# [Task requirements]
Go over the data and keep only the lines that include "door".

Saved data entries:
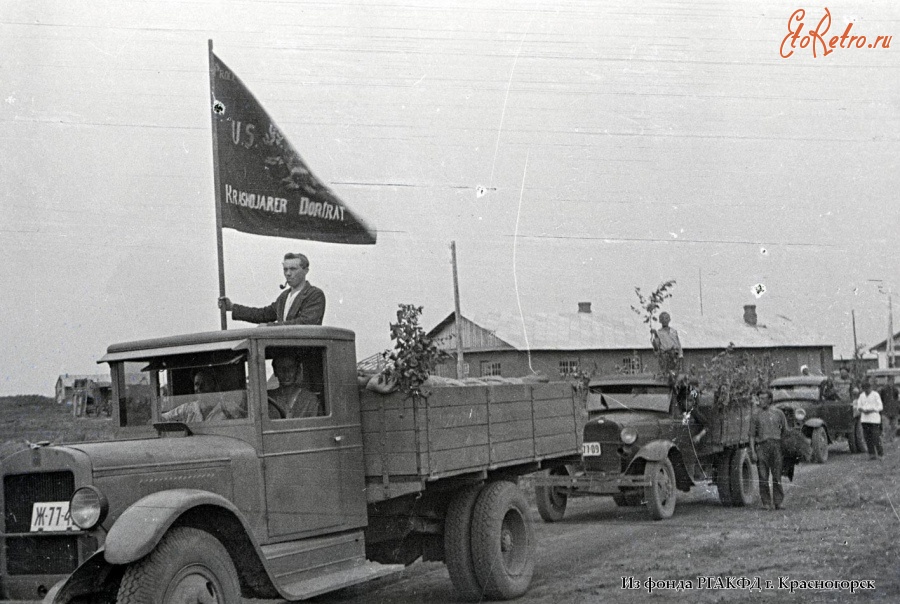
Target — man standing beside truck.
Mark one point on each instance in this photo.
(869, 406)
(301, 303)
(768, 426)
(667, 346)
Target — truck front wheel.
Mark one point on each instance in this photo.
(189, 566)
(458, 544)
(723, 477)
(551, 501)
(502, 541)
(660, 494)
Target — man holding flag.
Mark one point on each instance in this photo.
(301, 303)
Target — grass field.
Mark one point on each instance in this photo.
(33, 418)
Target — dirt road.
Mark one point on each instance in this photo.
(840, 523)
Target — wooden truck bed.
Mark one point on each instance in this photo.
(464, 429)
(729, 426)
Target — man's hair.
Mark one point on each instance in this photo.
(304, 261)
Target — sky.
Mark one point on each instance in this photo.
(617, 145)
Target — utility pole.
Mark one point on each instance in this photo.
(457, 315)
(700, 277)
(855, 347)
(890, 340)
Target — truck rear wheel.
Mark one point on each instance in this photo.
(502, 541)
(660, 495)
(857, 438)
(742, 476)
(551, 501)
(458, 544)
(189, 566)
(819, 445)
(723, 477)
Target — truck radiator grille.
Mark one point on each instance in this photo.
(44, 554)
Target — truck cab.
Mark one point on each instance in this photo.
(209, 444)
(247, 464)
(819, 408)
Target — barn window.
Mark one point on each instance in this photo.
(490, 368)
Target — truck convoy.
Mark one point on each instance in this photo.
(228, 491)
(645, 440)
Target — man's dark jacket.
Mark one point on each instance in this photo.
(308, 309)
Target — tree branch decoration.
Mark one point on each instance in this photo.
(415, 355)
(735, 377)
(650, 305)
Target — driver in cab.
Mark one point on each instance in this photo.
(292, 398)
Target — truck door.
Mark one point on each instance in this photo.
(305, 442)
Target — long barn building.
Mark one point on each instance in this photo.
(560, 343)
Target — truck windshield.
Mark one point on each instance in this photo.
(638, 397)
(795, 393)
(194, 388)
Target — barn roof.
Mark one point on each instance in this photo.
(596, 331)
(68, 379)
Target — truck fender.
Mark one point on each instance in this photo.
(657, 450)
(813, 423)
(140, 527)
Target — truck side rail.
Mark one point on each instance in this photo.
(465, 429)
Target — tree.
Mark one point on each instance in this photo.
(415, 355)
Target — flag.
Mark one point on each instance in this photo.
(264, 186)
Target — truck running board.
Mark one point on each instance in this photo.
(357, 572)
(307, 568)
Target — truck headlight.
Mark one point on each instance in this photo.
(88, 507)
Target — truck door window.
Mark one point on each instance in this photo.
(295, 384)
(208, 387)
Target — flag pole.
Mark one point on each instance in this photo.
(219, 249)
(460, 365)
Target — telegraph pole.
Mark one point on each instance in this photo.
(890, 340)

# [Response box]
Target — truck door.
Target — truck door window.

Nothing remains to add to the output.